* _Requirement 1_
Copy, line for line and unchanged, the part of the listing that opens with the line containing "Drop a pin on every instance of the residential" and closes with the line containing "x=778, y=18".

* _Excerpted text_
LLL 002: “But how do you make that a listicle?”
Royal families, weird startups, and one *excellent* movie title.
Happy Friday!
We made it through another week of 2020… only seven more to go. What I appreciate most about the passage of time (other than 2020 finally ending) is that now other people are starting to watch holiday movies, too. I watched my first one at the end of October, BEFORE HALLOWEEN, because of the sheer volume of made-for-TV holiday movies nobody asked me to watch before the end of the year. Now that it’s essentially mid-November, I’m far from the only one. And you’re all in this with me. 🙂
I also watched A LOT of these movies last year. But now that I’m watching ALL of them, I firmly believe I could write, produce, and star in a fairly successful Lifetime, Hallmark, or (don’t forget!) Hallmark Movies & Mysteries made-for-TV holiday movie. If anyone knows any investors, I’m open to at least having a conversation.

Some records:
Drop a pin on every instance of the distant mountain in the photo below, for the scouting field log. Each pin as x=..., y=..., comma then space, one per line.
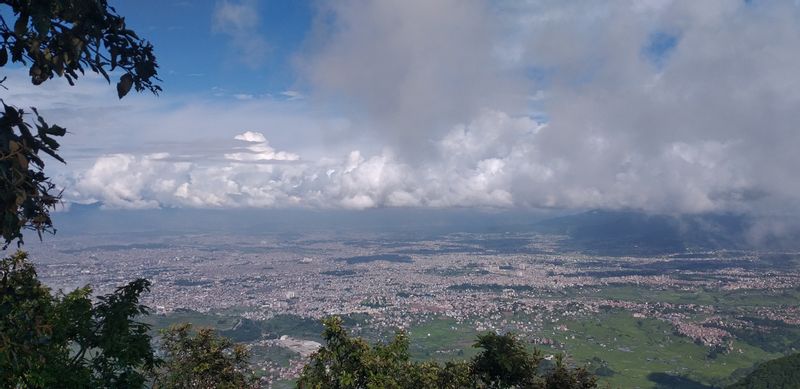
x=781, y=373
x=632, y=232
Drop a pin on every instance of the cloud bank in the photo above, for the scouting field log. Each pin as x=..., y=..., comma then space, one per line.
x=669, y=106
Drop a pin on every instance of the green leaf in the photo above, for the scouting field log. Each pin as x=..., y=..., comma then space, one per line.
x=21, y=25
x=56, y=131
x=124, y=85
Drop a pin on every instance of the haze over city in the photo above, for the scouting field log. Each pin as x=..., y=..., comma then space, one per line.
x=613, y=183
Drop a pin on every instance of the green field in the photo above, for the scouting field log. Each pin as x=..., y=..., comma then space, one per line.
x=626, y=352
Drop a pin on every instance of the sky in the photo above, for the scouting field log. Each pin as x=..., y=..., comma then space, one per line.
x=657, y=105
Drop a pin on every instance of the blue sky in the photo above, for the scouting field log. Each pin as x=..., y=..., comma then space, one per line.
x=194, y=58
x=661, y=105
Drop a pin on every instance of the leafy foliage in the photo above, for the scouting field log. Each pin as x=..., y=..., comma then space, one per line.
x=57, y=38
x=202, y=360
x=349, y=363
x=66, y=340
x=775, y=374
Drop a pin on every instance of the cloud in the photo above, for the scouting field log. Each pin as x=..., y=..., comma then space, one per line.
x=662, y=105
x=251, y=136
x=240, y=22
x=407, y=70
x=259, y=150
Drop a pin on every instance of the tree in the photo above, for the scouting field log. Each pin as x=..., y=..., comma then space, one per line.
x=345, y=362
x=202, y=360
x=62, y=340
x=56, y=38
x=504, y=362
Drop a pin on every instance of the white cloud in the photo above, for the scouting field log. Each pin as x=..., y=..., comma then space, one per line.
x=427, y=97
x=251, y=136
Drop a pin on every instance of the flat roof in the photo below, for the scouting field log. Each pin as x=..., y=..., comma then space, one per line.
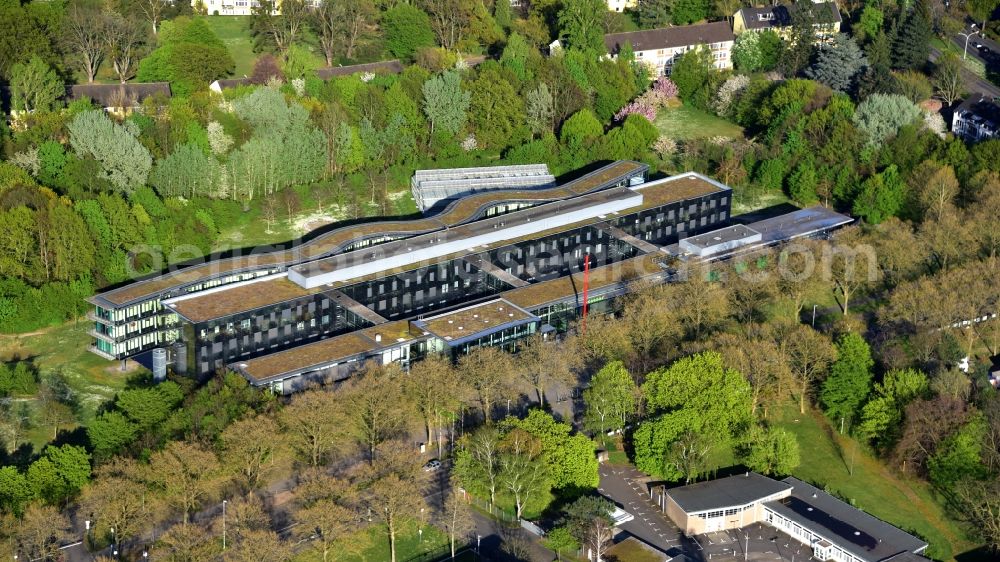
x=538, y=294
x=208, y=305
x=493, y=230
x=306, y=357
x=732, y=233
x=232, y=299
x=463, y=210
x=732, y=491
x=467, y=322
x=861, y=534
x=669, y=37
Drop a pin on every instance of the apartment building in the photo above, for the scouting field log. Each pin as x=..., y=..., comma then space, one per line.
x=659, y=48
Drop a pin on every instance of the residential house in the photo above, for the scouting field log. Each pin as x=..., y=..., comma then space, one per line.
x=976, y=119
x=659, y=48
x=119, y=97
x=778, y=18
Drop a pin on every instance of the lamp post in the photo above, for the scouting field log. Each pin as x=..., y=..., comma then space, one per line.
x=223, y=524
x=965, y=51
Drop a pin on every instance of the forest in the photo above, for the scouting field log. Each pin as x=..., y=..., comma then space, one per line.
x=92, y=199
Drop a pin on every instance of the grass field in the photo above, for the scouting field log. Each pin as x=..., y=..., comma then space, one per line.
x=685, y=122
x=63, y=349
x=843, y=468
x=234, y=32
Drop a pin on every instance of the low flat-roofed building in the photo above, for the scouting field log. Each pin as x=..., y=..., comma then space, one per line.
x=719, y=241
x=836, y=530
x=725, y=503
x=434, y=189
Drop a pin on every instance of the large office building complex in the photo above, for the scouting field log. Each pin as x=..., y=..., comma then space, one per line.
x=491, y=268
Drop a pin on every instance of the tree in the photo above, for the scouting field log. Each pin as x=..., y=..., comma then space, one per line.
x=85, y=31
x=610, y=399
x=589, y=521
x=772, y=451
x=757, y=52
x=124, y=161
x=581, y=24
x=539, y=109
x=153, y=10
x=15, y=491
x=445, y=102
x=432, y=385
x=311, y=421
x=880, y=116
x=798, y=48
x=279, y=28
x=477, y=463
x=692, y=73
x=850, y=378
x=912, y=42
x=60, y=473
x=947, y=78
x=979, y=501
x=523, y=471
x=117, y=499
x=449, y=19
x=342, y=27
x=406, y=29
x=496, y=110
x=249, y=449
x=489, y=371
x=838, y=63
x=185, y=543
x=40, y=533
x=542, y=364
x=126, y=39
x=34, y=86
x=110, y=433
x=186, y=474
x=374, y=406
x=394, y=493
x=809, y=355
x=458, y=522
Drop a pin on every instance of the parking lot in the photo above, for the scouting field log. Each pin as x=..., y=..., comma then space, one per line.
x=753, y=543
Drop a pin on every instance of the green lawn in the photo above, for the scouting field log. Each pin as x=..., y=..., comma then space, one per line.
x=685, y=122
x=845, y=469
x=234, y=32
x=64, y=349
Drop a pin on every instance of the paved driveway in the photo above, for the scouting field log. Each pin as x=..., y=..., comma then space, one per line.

* _Requirement 2_
Repeat word for word the part of the newsletter that opens with the words containing "Happy Friday!" and closes with "having a conversation.".

* _Final result 1_
Drop a pin on every instance of the residential house in the photo above, for the scouting field log. Each pin as x=..., y=..., comma then space, one per line.
x=976, y=119
x=659, y=48
x=119, y=97
x=778, y=18

* _Final result 2_
Happy Friday!
We made it through another week of 2020… only seven more to go. What I appreciate most about the passage of time (other than 2020 finally ending) is that now other people are starting to watch holiday movies, too. I watched my first one at the end of October, BEFORE HALLOWEEN, because of the sheer volume of made-for-TV holiday movies nobody asked me to watch before the end of the year. Now that it’s essentially mid-November, I’m far from the only one. And you’re all in this with me. 🙂
I also watched A LOT of these movies last year. But now that I’m watching ALL of them, I firmly believe I could write, produce, and star in a fairly successful Lifetime, Hallmark, or (don’t forget!) Hallmark Movies & Mysteries made-for-TV holiday movie. If anyone knows any investors, I’m open to at least having a conversation.